-------- Excerpted data --------

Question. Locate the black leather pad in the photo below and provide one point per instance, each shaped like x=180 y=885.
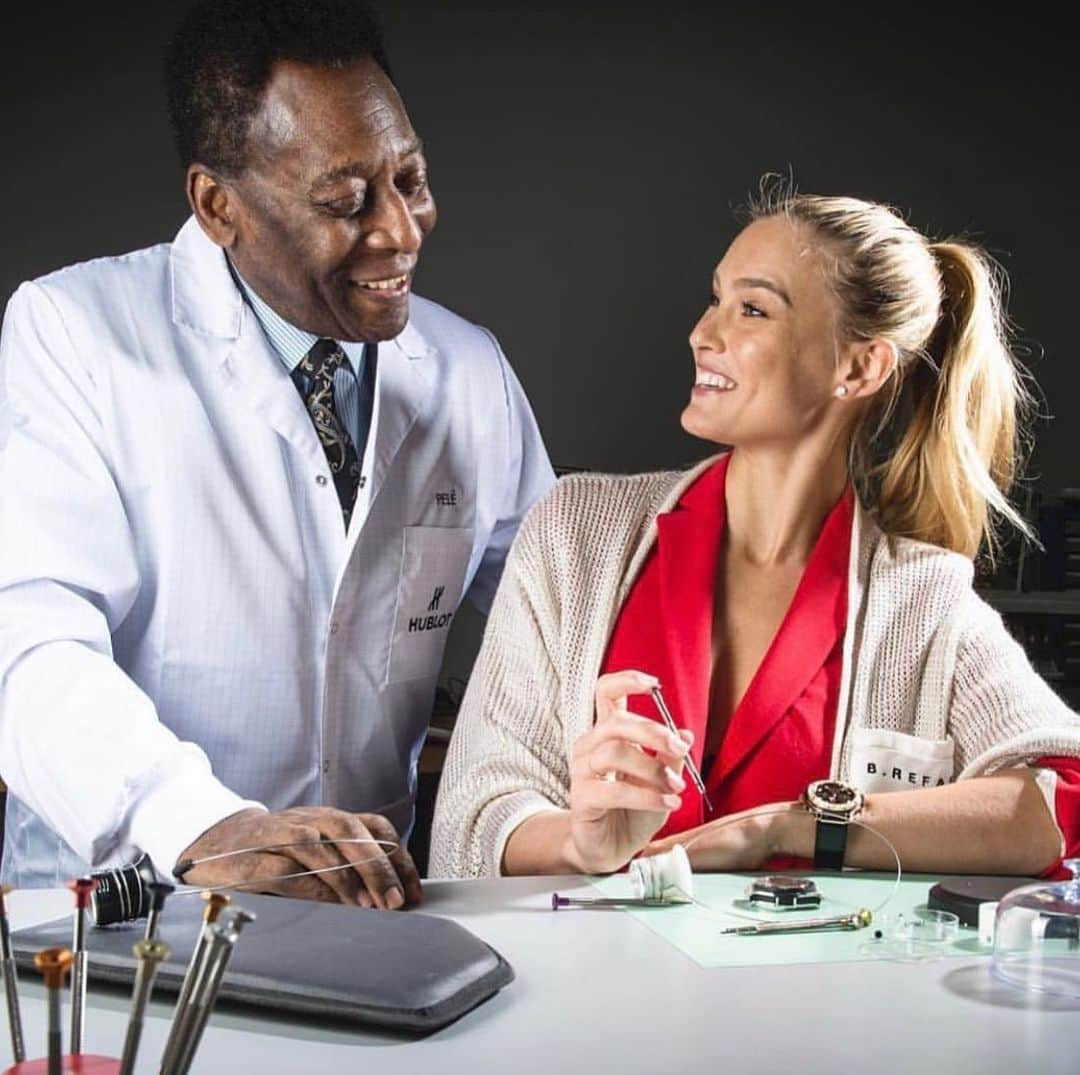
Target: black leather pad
x=402 y=970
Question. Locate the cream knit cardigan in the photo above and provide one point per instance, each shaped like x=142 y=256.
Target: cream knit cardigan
x=923 y=657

--------

#### Task brief:
Repeat all of the entries above exactly. Keep pictures out of it.

#### Solution to this problem:
Question. Locate the black leather pad in the photo below and provide one point per instance, each shaped like x=180 y=885.
Target: black leather pad
x=402 y=970
Question. Locate the cream knit cardigan in the photo above and provide one point per instance, each shaped like x=142 y=256.
Target: cream knit cardigan
x=923 y=657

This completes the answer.